- [本文抜粋]:
**********
最終話 自分は、何者にもなれなかった。



かつて自分は恐れていた。

いや、正確には自分を恐れていた。


風景の中にはたくさんの情報が溢れている

無意識に脳内でどの情報を受け取るかを

決めている。


例えば夕方頃、電車がよく見える河川敷にいたとして、ガタンゴトンとけたたましく音が鳴っている最中電車の中にいる人に注目する。

スーツを着た男性、帽子を被ったおばあちゃん、派手な服を着た若者など


特定の人を見つけるという条件下以外では

どういう人を見つけ、注目するかは

無意識なのである。


果たしてそれにはどういったプロセスが存在するのか。

自身の根強い経験によるものに左右されるのか、それとも本当に何にも考えてないのか


基本的には後者だと思う。

だが、自分の解釈でどうとでもなるということは確かである。


先程述べた電車の例でいえば


スーツの男性に対しては、

仕事帰りなのかな

顔はよく見えないけど外を眺めてたから、きっと疲れているんだろうな、お疲れ様です。


帽子をかぶったおばあちゃんに対しては、

今日日差し強かったもんね

どこかに向かっているのか、それとも帰っているのか、わからないけど、もし帰っているならきっと家には待っている人がいるんだろうな。


派手な服を着た若者に対しては、

個性が溢れているな

きっと洋服が好きなんだろうな

そしてたぶんファッションをよく褒められたりするのかな?自分の好きな物を褒められると、人は嬉しいからなあ。


など

憶測でしかないが、自らでその色を付けることは可能である。





では、"自分"はどうだ

自分の事は憶測では語れない


もし語るのであれば

自分の中に、"もう一人の自分"を作らなければならない。


例えば

付き合いたい人がいるとして、


会う約束をしたいが緊張してしまう、連絡をしたいが、本当に自分なんかがアタックしてもいいものか、いつ告白しようか、付き合ったら何したいか、など


それを考えている瞬間、間違いなくもう一人の自分を頭の中で作り上げているのだ。
**********
- [提供データ]:
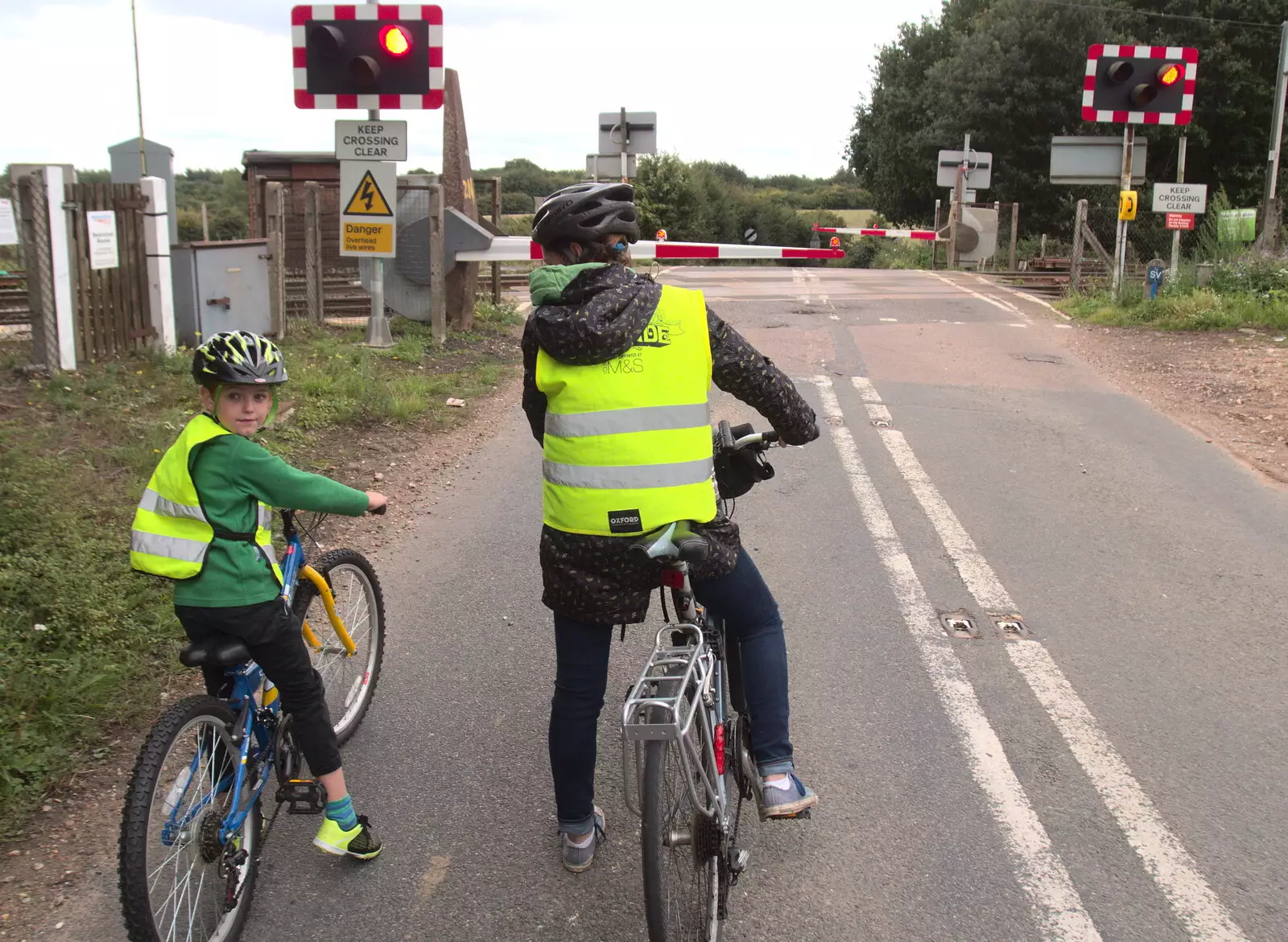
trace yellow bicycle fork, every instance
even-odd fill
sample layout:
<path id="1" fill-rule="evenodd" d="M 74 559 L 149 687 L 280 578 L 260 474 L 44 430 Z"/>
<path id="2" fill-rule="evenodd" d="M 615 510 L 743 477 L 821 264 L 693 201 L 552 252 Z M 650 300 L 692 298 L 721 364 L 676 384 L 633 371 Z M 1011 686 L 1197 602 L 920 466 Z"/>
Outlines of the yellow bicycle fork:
**********
- [出題 1]:
上のリストの全行を、一行を一つの文字列とするJSON配列として出力してください。空行と画像は含めないでください。
- [出題 2]:
無意識と自分についての文章の続きを、最後の文の後から書いてください。

- [結果 1]:
[
  "trace yellow bicycle fork, every instance",
  "even-odd fill",
  "sample layout:",
  "<path id=\"1\" fill-rule=\"evenodd\" d=\"M 74 559 L 149 687 L 280 578 L 260 474 L 44 430 Z\"/>",
  "<path id=\"2\" fill-rule=\"evenodd\" d=\"M 615 510 L 743 477 L 821 264 L 693 201 L 552 252 Z M 650 300 L 692 298 L 721 364 L 676 384 L 633 371 Z M 1011 686 L 1197 602 L 920 466 Z\"/>",
  "Outlines of the yellow bicycle fork:"
]

- [結果 2]:
何が言いたいかというと

人間にとって経験は財産であり

時間は有限であるということ。







------かつてそんな事を考えていました。





私は、自分は、何者にもなれない事に

幼い頃に気付いてしまいました。

でもそれは"私自身"が"私"に対しての話。


家族、友達、恋人からしたら

私は

"家族"であり"友達"であり"恋人"である。


自分の事を自分でいくら考えた所で

自分は自分でしかない。


誰かといれば、私は何者にもなれる。

でも私は人と接する事を極度に嫌がっていました。


理由は



嫌われる恐怖。




私は、人に嫌われたくなくてその人が好きな"私"を

必死に演じていました。

それは人と関わる重要性を知ってしまったが故に陥ってしまったいわゆる"負の連鎖"


そうして生きてきた事で

本当の自分とは何なのかを、見失ってしまいました。



未だにはっきりとした解決策はわからない

わからないけど、考えに考えた結果


やっぱり"嫌われる勇気"が必要なんだと

思いました。



この世界には大勢の人がいて

たくさんの個性が溢れている。

その中でその人達全員に好かれることは

ほぼ100%ありえません。


好かれたくて好かれる演技をして

自分を見失うくらいならば

いっそ"大勢の人に嫌われたって

自分は自分"を貫いた方がいいと思います。


大丈夫ですよ。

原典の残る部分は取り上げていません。